Start of Block

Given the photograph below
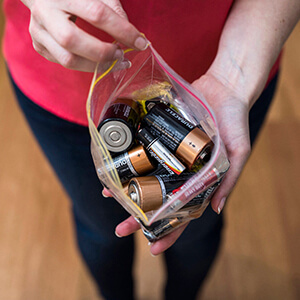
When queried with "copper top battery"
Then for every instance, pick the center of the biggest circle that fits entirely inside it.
(150, 192)
(133, 163)
(119, 124)
(158, 151)
(187, 141)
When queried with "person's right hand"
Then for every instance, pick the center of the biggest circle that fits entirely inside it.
(56, 36)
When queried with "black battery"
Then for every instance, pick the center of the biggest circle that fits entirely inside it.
(119, 125)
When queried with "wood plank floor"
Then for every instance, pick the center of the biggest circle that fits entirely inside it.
(260, 253)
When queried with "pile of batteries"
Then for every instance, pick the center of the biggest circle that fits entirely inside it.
(155, 150)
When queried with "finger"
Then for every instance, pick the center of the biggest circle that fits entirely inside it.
(51, 50)
(127, 227)
(39, 48)
(237, 162)
(70, 37)
(105, 18)
(106, 193)
(116, 6)
(167, 241)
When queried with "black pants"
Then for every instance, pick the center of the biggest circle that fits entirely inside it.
(67, 147)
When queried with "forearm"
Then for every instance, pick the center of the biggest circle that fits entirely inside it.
(252, 39)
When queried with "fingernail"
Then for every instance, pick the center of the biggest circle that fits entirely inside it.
(118, 54)
(221, 205)
(125, 65)
(140, 43)
(117, 234)
(104, 195)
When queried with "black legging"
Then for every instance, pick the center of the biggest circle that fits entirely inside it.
(67, 147)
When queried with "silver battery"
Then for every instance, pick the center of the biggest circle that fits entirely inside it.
(116, 135)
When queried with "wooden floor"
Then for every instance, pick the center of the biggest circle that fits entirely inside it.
(260, 257)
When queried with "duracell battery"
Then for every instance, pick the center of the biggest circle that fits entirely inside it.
(187, 141)
(150, 192)
(135, 162)
(157, 150)
(119, 124)
(162, 228)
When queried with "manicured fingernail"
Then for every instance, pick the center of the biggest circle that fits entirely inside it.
(125, 65)
(140, 43)
(118, 54)
(104, 194)
(221, 205)
(117, 234)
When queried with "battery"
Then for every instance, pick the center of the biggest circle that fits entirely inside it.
(135, 162)
(157, 150)
(161, 228)
(150, 192)
(119, 124)
(186, 140)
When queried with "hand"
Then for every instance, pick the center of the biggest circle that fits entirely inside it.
(232, 115)
(56, 36)
(232, 112)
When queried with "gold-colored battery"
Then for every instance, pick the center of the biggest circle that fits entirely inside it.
(140, 160)
(175, 222)
(195, 146)
(125, 188)
(145, 192)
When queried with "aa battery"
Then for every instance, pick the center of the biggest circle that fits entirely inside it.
(150, 192)
(119, 124)
(133, 163)
(161, 228)
(157, 150)
(187, 141)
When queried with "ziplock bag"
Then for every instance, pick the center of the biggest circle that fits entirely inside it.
(145, 91)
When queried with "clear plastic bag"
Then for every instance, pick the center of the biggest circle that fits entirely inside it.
(148, 78)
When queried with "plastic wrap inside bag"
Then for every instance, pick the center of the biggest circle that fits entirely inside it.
(155, 141)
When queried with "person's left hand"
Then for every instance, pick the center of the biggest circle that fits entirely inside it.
(231, 111)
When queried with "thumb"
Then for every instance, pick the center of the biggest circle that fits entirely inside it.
(116, 6)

End of Block

EXERCISE DESCRIPTION >>
A verbatim transcription of the listing is expected, with no pictures included.

SOLUTION FOR THIS TASK >>
Given the photograph below
When queried with "copper top battery"
Then for every instance, pick the center of the biggest circle that fits entirely inside it.
(150, 192)
(133, 163)
(119, 124)
(158, 151)
(187, 141)
When queried with "person's right hand"
Then for every instance, pick the center of the biggest circle that fits entirely inside it.
(56, 36)
When queried with "black battery"
Then for every instance, pick the center of the biggest circle that fits entirely inside it.
(119, 125)
When queried with "wood plank floor"
Then for every instance, pick the center of the biggest circle that fits entirely inside it.
(260, 253)
When queried with "pile of batteries"
Then for every instance, pick the center of the biggest circle that fits entirely inside it.
(155, 150)
When queried with "finger"
Then for every instance, pick the center of the biggest circle that fits entirely inside it.
(51, 50)
(127, 227)
(39, 48)
(237, 162)
(70, 37)
(105, 18)
(106, 193)
(116, 6)
(167, 241)
When queried with "black pants"
Then for every instance, pick the center of the biggest circle that fits entirely inside it.
(67, 147)
When queried with "forearm"
Then for every instance, pick the center of the biggest circle that fits entirely inside it.
(252, 39)
When queried with "fingernail"
Then for every instance, pick the center of the biggest circle that fits entirely inside it.
(118, 54)
(221, 205)
(125, 65)
(140, 43)
(117, 234)
(104, 195)
When queried with "black legging"
Then for every instance, pick the center of the biggest circle that fits entirely inside it.
(67, 147)
When queried with "silver battery"
Then for every instance, pick the center of the biggest circle that fits entirely inside it.
(116, 135)
When queried with "wooden floor"
Then for every instance, pick the center of the biggest circle that fits entirely inside it.
(260, 257)
When queried with "duracell battery"
Then for every instance, pick the center of the biggest circle that fits entirely inside it.
(187, 141)
(150, 192)
(135, 162)
(157, 150)
(119, 124)
(162, 228)
When queried with "manicured fingernail"
Then for every instance, pick the center of the biggest circle that fits entirely inside it.
(125, 65)
(140, 43)
(118, 54)
(104, 194)
(221, 205)
(117, 234)
When queried with "battery"
Then for every instance, pick the center of the biggest circle that fits entirely inside it.
(135, 162)
(157, 150)
(161, 228)
(150, 192)
(119, 124)
(186, 140)
When queried with "hand"
Then for every instance, pick the center of the biggest circle that fits entirely inside it.
(232, 115)
(56, 36)
(232, 112)
When queried with "gold-colored battery"
Then for every instance, pick the center of the biggest circle that fits entirely inside it.
(140, 160)
(175, 222)
(195, 146)
(125, 188)
(145, 192)
When queried with "aa battery"
Then for every instance, pick the center of the biggest circle that fits entirely inside it.
(150, 192)
(119, 124)
(133, 163)
(161, 228)
(157, 150)
(187, 141)
When queried with "ziplock bag"
Then for every instance, pick the center of the biggest circle that fits entirely inside it.
(145, 91)
When queried with "clear plastic bag"
Then for every instance, pick the center of the biggest circle that fits entirely inside it.
(148, 78)
When queried with "plastic wrap inside bag"
Then for every instance, pick the center of the biggest circle that fits entirely inside it.
(155, 141)
When queried with "person's left hand"
Then for every instance, pick the center of the biggest circle that fits entirely inside it.
(231, 111)
When queried with "thumb"
Then for every instance, pick the center of the biggest circle that fits entirely inside it.
(116, 6)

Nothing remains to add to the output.